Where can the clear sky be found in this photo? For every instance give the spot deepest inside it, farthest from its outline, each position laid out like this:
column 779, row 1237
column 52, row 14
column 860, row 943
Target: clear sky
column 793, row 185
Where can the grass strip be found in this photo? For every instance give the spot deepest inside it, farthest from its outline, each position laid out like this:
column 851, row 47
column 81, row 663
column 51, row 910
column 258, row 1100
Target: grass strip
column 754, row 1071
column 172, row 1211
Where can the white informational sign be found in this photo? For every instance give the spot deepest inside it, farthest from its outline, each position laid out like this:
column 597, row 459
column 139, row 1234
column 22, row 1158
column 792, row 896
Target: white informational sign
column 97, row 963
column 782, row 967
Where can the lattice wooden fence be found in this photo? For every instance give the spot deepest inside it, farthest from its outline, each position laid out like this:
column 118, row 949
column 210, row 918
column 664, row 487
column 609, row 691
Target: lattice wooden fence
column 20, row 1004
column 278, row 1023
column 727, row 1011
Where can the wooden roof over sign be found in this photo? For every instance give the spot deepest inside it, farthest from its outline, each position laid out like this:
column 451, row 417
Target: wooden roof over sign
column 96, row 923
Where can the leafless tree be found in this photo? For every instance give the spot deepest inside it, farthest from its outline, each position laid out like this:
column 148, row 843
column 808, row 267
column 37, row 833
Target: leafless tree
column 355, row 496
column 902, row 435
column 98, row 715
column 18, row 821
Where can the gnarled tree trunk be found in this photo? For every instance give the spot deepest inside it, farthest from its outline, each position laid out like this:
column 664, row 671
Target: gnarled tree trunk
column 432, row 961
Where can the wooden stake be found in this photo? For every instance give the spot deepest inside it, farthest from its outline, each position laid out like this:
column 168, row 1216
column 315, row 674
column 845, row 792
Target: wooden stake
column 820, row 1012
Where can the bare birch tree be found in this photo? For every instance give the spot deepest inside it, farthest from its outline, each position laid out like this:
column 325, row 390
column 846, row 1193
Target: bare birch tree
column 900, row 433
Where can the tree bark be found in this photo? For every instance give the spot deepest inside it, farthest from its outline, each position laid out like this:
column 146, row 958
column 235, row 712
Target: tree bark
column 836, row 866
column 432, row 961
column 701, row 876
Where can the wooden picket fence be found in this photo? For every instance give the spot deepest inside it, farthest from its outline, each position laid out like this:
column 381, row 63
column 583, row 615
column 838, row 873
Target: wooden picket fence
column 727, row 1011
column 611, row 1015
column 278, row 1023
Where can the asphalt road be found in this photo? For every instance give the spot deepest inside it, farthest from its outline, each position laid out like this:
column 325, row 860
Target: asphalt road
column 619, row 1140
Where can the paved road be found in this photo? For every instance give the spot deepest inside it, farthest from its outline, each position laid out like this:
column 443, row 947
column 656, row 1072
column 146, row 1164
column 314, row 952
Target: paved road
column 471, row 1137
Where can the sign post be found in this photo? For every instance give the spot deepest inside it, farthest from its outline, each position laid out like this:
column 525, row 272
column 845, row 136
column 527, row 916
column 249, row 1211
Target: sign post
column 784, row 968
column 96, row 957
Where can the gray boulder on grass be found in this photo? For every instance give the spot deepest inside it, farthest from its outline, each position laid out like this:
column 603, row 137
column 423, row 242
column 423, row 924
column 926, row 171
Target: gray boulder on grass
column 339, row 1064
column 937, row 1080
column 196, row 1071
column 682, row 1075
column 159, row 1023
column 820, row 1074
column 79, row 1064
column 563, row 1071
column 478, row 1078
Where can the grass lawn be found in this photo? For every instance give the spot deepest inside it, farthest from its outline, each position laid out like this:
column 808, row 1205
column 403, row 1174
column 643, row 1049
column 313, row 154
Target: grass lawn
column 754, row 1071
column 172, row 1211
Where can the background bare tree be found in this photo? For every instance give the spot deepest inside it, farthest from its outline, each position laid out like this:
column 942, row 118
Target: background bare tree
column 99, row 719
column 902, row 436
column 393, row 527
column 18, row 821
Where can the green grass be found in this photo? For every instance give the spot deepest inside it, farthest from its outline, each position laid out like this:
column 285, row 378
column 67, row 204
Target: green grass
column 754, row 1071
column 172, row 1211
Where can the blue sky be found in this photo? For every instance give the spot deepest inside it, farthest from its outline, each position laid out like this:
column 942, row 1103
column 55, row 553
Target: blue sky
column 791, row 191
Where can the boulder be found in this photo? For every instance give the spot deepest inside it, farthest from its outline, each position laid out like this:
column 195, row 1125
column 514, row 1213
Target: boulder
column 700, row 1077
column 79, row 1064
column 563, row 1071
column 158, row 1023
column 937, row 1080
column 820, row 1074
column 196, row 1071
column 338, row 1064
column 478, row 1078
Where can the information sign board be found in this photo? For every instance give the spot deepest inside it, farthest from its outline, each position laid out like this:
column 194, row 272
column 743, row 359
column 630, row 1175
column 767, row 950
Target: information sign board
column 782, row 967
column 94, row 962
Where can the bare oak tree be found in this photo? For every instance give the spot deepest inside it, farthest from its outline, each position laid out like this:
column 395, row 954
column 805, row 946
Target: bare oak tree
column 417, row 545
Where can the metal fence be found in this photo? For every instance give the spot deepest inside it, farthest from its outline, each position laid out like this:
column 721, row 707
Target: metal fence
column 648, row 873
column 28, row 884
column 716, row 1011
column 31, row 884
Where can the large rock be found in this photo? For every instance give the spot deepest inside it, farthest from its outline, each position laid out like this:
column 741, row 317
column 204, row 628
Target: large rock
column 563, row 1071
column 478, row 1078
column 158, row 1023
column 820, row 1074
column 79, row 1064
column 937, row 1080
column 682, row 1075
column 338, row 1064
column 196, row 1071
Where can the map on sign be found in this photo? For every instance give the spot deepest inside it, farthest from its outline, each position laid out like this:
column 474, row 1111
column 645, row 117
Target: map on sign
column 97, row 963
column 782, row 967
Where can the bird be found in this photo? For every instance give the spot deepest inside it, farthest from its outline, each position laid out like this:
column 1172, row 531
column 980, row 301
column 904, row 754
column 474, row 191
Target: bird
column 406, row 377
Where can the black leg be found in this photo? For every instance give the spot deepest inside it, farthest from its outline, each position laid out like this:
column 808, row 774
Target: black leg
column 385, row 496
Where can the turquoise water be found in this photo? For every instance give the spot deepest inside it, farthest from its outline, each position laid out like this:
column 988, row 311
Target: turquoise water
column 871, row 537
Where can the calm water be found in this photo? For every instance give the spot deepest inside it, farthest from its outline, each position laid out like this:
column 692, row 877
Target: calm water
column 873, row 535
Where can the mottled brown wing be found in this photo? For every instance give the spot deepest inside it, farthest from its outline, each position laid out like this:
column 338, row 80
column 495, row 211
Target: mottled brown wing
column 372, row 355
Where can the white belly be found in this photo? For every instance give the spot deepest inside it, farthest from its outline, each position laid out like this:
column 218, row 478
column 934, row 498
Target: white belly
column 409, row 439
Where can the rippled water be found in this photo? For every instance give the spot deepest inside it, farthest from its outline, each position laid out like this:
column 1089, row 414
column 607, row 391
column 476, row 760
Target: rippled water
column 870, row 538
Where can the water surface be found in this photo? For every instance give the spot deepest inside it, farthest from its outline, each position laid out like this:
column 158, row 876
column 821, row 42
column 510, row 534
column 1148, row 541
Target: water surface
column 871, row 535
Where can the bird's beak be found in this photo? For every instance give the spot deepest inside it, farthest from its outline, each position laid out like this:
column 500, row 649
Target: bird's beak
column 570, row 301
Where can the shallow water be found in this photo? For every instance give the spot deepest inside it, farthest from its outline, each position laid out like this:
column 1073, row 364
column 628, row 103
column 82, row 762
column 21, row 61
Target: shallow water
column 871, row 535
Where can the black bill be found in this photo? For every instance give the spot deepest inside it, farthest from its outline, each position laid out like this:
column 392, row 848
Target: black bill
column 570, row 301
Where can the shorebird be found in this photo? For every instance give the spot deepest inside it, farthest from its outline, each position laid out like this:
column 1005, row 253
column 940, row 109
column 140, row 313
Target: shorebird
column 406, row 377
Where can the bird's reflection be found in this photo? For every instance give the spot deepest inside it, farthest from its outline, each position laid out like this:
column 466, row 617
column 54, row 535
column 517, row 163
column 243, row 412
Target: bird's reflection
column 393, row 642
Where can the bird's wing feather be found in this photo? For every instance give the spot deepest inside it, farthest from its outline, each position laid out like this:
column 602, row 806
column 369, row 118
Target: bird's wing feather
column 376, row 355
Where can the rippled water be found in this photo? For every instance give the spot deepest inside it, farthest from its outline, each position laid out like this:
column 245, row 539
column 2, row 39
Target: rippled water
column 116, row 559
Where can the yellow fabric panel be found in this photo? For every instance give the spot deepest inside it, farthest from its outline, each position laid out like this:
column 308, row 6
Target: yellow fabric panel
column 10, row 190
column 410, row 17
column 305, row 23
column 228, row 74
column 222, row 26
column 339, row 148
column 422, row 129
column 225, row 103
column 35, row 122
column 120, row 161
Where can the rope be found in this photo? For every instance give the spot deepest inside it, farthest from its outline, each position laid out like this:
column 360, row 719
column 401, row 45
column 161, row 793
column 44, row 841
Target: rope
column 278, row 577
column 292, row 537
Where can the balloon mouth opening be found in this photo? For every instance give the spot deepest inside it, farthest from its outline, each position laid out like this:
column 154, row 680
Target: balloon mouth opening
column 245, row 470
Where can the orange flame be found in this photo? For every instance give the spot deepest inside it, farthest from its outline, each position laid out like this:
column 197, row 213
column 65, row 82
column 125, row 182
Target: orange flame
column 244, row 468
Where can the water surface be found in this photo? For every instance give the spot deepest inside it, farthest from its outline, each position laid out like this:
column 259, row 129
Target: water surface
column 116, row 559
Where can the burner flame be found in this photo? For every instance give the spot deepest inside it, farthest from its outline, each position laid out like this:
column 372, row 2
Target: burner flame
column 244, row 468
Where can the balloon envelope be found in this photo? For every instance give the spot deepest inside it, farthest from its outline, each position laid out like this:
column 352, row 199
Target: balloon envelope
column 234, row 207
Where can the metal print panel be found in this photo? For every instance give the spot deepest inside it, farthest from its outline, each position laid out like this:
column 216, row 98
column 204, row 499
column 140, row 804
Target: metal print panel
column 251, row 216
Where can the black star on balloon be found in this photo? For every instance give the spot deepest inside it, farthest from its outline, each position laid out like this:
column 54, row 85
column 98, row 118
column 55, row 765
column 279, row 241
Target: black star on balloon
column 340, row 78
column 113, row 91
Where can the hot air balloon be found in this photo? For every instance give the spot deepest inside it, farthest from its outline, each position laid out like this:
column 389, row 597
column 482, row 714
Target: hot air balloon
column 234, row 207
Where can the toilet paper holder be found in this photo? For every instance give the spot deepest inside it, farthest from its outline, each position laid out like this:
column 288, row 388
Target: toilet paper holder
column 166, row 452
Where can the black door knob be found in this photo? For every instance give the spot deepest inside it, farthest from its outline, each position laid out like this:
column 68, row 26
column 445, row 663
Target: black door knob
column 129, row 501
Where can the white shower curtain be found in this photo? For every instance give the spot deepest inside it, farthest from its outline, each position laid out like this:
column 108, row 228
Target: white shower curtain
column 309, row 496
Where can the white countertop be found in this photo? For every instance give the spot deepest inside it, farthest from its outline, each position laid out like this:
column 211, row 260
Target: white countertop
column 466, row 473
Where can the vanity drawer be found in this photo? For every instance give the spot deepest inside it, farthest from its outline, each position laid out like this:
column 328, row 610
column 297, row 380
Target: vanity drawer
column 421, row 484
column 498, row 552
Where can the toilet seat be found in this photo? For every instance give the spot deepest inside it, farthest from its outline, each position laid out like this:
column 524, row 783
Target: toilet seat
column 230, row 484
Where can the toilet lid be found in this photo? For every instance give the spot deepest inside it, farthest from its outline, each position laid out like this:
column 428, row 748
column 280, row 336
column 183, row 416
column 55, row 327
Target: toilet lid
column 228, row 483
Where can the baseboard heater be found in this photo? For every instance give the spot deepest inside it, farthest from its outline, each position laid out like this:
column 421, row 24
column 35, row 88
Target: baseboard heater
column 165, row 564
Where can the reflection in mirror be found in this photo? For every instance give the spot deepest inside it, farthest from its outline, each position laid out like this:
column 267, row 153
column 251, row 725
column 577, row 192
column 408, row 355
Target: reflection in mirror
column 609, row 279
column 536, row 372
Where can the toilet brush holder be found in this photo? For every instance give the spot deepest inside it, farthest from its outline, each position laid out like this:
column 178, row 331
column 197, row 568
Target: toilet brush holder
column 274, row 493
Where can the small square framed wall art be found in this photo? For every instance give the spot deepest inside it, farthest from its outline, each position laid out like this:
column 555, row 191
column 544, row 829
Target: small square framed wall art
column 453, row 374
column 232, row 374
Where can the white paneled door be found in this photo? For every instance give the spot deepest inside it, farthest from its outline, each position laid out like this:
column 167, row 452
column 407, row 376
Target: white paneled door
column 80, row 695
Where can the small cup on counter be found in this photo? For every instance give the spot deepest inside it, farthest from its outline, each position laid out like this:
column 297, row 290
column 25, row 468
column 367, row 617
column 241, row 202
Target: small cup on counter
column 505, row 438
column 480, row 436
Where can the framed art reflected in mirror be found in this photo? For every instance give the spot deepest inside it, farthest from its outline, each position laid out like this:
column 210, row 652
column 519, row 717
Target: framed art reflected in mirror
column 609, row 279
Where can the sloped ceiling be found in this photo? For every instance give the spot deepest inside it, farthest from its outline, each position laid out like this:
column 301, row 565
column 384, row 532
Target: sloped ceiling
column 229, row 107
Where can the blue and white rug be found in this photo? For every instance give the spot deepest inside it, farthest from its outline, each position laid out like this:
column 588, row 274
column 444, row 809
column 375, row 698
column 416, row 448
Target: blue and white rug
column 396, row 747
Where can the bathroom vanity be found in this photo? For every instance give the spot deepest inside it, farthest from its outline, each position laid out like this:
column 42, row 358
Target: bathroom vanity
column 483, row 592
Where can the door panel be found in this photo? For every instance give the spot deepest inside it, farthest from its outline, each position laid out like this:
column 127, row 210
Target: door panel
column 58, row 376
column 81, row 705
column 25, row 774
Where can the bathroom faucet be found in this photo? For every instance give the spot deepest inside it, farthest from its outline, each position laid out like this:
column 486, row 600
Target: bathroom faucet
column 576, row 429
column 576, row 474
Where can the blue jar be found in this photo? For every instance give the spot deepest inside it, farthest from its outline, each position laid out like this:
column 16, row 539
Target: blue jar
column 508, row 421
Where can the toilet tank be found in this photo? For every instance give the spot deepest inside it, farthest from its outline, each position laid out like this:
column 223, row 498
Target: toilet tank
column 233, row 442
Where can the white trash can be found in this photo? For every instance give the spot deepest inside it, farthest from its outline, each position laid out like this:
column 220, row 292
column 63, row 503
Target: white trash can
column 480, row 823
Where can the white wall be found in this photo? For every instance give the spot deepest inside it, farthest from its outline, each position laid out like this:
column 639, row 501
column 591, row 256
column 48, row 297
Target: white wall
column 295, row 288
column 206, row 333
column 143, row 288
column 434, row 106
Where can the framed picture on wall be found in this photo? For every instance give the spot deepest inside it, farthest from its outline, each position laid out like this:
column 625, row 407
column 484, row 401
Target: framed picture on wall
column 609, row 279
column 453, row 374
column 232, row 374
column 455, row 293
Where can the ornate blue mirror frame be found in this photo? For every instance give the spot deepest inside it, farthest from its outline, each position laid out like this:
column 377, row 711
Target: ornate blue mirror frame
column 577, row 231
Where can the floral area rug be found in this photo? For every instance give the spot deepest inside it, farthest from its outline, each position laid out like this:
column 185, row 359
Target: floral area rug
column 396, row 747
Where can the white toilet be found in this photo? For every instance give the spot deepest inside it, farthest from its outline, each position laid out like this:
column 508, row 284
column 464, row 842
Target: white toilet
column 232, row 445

##############################

## [WORK TASK]
Take the line above containing "column 204, row 628", the line containing "column 495, row 211", and all lines in between, and copy them exactly without anything else.

## [YOUR SOLUTION]
column 204, row 628
Target: large rock
column 563, row 1071
column 478, row 1078
column 158, row 1023
column 820, row 1074
column 79, row 1064
column 937, row 1080
column 682, row 1075
column 338, row 1064
column 196, row 1071
Where can the map on sign be found in this photo? For every instance give the spot deepest inside it, farthest from its outline, each position laid out like this:
column 474, row 1111
column 645, row 117
Target: map on sign
column 97, row 963
column 782, row 967
Where can the bird be found in this photo? For every instance give the spot deepest inside it, farthest from its outline, each position laid out like this:
column 1172, row 531
column 980, row 301
column 904, row 754
column 474, row 191
Target: bird
column 406, row 377
Where can the black leg be found in this photo? For every instance give the spot deepest inside it, farthest from its outline, each position laid out like this:
column 808, row 774
Target: black leg
column 385, row 496
Where can the turquoise water be found in this photo? For every instance give the spot deepest inside it, farthest from its outline, each position laid out like this:
column 988, row 311
Target: turquoise water
column 871, row 537
Where can the calm water be found in this photo? For every instance give the spot deepest inside it, farthest from its outline, each position laid out like this:
column 692, row 877
Target: calm water
column 873, row 535
Where can the mottled brown wing be found in this photo? For every instance give the spot deepest inside it, farthest from its outline, each position laid out like this:
column 338, row 80
column 495, row 211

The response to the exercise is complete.